### 文書抜粋
前回の国泉泡盛につづき、今回も那覇空港から直行便で一路与那国島へ。島で一番新しい酒造所「入波平(いりなみひら)酒造所」を訪ねました。

 

 

創業は1989年、今年創業30年になります。県内の46酒造所の中でも一番新しい酒造所です。創業者は入波平浩伸氏でもともとは「国泉酒造所」で酒造りをしていましたが「花酒で古酒を造りたい!」という思いから独立して酒造所をたちあげました。花酒で古酒を造りたい!というきっかけは琉球王国時代に「国王に花酒の古酒を献上したところ国王が絶賛した」というのを知ったからとか!

 

琉球王国時代の酒造りは「王府の管理下」にあり職人も王府が認定し首里の3か所でのみ製造されていました。一説には王府には熟成100年以上の泡盛があったと言われています。中国からの数百名の使節団が2,3か月滞在して毎晩宴会が開かれても十分あったと言われてますから、いかに大量の泡盛が製造されていたか・・です。琉球王朝が崩壊し、戦争で首里が壊滅しなければ沖縄には100年、200年の古酒が存在していたのに!私たちも飲めたのに!と思うと残念です。古くなればなるほど「美味しい酒になる泡盛」、度数が高いほどおいしい古酒ができるとも言います。もちろん新酒でいい酒じゃなければいくら寝かしてもいい古酒にはならない!と言います。入波平氏は職人としてそのことを十分認識していたのでしょう。
######
### データセット
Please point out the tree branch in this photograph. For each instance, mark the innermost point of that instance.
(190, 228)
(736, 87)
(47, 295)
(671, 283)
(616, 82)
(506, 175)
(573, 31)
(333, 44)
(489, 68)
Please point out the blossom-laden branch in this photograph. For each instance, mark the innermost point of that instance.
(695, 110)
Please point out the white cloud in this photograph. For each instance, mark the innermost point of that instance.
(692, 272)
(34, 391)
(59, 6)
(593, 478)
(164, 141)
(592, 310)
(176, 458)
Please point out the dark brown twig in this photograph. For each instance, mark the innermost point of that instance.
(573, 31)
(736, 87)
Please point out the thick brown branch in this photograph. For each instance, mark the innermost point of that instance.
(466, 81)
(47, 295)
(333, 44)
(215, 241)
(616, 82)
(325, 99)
######
• _依頼文 1_: 文書抜粋によると、入波平酒造所の創業者は独立する前にどの酒造所で酒造りをしていましたか。
• _依頼文 2_: 文書抜粋のうち、「前回の国泉泡盛につづき、今回」から「王が絶賛した」というのを知ったからとか!」までの部分を、両端も含めてそのまま書き写してください。

• _解答 1_: 国泉酒造所です。

• _解答 2_:
前回の国泉泡盛につづき、今回も那覇空港から直行便で一路与那国島へ。島で一番新しい酒造所「入波平(いりなみひら)酒造所」を訪ねました。

 

 

創業は1989年、今年創業30年になります。県内の46酒造所の中でも一番新しい酒造所です。創業者は入波平浩伸氏でもともとは「国泉酒造所」で酒造りをしていましたが「花酒で古酒を造りたい!」という思いから独立して酒造所をたちあげました。花酒で古酒を造りたい!というきっかけは琉球王国時代に「国王に花酒の古酒を献上したところ国王が絶賛した」というのを知ったからとか!